→ **Exercise goal**: Update the lines from the one containing "AR overlay engine: identify the reddish" through the end of the records, inclusive, swapping "slope" for "hillside" and leaving everything else as it is. Give back only those lines.

>> start Exercise input

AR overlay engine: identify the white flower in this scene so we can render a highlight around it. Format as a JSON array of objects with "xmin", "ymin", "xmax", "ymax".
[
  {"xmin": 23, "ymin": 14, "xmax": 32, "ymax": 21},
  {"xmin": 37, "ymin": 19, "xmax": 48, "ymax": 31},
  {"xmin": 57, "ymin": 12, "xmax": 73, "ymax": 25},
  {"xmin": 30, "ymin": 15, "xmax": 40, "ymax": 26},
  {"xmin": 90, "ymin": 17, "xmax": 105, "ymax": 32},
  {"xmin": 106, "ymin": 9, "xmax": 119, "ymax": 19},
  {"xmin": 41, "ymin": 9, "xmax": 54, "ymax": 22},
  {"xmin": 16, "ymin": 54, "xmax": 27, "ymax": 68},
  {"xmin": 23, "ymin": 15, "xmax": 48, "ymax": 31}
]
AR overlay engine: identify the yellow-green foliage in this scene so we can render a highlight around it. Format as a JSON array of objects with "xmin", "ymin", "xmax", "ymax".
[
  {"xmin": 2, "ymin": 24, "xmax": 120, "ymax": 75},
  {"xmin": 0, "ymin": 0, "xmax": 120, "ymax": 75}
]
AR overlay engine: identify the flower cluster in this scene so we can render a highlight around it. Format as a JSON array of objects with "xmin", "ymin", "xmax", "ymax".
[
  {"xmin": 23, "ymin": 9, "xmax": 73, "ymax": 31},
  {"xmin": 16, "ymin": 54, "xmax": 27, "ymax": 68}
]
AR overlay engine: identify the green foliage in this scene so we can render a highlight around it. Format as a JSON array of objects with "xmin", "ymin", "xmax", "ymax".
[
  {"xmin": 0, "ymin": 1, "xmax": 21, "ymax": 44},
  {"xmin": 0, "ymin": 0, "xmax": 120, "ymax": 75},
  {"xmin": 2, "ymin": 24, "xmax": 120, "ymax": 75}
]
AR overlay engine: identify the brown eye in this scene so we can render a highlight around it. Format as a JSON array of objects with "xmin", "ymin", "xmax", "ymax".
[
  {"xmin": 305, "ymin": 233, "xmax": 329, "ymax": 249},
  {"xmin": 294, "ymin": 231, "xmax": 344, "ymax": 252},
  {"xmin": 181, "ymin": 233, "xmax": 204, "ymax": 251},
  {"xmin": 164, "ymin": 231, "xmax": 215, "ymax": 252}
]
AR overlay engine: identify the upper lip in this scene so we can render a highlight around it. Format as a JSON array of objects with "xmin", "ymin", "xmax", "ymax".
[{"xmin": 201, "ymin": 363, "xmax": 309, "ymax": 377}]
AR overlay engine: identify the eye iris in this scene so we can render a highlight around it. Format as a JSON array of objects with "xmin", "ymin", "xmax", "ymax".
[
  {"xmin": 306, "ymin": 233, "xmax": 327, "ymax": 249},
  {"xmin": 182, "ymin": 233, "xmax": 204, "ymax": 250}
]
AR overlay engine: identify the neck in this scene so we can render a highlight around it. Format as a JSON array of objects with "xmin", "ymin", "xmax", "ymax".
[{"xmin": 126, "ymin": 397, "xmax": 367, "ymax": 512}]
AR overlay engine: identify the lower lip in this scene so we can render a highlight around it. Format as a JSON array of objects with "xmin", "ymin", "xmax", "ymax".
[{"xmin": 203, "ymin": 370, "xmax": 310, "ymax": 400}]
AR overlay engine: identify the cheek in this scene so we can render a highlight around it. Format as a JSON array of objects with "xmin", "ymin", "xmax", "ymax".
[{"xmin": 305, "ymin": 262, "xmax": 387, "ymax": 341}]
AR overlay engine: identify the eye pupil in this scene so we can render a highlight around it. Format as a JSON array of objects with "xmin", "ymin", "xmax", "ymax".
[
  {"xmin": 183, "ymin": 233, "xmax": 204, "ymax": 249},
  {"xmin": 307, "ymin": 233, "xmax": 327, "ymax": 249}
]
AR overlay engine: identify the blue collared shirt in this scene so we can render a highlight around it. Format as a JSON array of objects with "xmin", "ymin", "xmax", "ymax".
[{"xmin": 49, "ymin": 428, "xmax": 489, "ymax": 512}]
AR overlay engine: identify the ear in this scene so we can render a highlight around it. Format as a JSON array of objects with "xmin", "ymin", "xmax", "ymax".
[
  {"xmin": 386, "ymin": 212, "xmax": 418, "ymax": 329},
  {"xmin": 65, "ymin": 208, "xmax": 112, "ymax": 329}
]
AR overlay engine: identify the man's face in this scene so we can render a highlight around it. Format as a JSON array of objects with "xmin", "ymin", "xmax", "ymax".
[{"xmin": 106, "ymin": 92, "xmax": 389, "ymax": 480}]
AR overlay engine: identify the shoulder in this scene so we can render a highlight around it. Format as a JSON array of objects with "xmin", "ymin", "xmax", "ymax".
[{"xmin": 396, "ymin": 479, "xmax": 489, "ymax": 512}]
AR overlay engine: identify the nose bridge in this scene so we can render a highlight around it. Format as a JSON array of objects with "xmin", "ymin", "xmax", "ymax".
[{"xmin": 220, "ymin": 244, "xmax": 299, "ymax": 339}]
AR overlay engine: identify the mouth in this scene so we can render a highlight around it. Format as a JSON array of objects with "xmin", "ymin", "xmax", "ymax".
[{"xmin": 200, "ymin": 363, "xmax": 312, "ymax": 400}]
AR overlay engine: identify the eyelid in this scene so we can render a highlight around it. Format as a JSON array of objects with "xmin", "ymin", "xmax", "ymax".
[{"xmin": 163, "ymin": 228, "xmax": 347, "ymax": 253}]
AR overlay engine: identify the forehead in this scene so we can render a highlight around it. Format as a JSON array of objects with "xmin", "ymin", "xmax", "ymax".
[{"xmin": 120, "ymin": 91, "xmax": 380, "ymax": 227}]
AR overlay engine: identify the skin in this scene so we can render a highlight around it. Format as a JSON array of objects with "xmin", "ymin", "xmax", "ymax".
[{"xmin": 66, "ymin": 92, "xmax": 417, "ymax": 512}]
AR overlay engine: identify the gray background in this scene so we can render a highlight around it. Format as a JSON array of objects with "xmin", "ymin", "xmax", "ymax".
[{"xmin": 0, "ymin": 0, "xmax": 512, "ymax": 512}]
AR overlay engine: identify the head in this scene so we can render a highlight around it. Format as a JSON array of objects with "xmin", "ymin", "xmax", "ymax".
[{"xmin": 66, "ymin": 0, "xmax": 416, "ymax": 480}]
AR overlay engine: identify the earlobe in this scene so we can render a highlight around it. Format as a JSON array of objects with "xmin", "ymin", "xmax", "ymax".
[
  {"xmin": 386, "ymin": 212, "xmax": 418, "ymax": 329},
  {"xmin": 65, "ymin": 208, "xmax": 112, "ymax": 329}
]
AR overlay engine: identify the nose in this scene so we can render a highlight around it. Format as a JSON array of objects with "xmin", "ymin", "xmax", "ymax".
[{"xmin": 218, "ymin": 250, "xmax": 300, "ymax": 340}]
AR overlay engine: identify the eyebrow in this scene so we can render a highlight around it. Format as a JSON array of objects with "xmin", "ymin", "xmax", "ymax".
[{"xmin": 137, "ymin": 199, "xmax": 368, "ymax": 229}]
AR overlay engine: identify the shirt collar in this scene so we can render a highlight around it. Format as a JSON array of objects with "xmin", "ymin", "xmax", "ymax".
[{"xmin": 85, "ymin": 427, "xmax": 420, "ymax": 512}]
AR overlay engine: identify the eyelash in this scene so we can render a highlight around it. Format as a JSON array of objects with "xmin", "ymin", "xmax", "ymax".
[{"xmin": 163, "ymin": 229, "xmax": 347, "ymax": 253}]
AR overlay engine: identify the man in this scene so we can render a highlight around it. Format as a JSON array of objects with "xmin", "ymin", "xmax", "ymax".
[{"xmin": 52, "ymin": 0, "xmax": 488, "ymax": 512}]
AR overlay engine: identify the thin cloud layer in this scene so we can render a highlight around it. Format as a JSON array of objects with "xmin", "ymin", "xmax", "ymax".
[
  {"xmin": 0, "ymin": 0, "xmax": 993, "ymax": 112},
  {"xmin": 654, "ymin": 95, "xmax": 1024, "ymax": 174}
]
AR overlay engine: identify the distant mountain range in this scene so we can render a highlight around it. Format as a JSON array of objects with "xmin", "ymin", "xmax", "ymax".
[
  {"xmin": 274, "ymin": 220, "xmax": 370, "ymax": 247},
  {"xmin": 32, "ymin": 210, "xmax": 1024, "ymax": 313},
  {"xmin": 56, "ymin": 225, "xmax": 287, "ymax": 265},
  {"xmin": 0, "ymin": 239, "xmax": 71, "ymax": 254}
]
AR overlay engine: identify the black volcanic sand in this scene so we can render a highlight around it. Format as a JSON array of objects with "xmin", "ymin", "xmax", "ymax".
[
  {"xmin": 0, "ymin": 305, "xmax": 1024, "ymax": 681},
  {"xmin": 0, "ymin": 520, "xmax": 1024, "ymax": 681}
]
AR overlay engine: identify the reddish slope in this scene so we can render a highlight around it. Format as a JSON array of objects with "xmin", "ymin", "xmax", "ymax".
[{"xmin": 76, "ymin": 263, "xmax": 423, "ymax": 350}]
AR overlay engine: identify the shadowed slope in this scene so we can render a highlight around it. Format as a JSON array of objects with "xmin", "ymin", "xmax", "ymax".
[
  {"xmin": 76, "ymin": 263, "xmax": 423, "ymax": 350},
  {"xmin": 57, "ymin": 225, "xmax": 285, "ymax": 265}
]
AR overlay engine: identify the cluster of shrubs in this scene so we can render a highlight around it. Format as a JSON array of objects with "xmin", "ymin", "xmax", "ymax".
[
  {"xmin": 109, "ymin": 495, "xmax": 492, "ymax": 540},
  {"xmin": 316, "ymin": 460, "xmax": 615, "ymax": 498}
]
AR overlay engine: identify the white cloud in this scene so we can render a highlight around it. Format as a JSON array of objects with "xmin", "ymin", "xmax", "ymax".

>> end Exercise input

→ **Answer below**:
AR overlay engine: identify the reddish hillside in this scene so we can render a highlight around it. Format as a JSON array of objects with "xmin", "ymin", "xmax", "ymax".
[{"xmin": 76, "ymin": 263, "xmax": 423, "ymax": 350}]
AR overlay engine: identify the shadowed hillside in this scene so we can render a highlight around it. Format as a JSON array of objects with "xmin", "ymin", "xmax", "ymax".
[
  {"xmin": 76, "ymin": 263, "xmax": 423, "ymax": 350},
  {"xmin": 57, "ymin": 225, "xmax": 285, "ymax": 265}
]
AR overlay engine: identify the cluster of shrubs in this scene so we can render a highlight around it. Format as a JSON array of objects with "xmin", "ymin", "xmax", "ymax".
[
  {"xmin": 109, "ymin": 495, "xmax": 492, "ymax": 540},
  {"xmin": 316, "ymin": 460, "xmax": 615, "ymax": 498}
]
AR overlay engine: identify the white cloud in this scene so we can render a highlight around it. Format as a JSON array of objects with "xmin", "ymin", "xmax", "ymax".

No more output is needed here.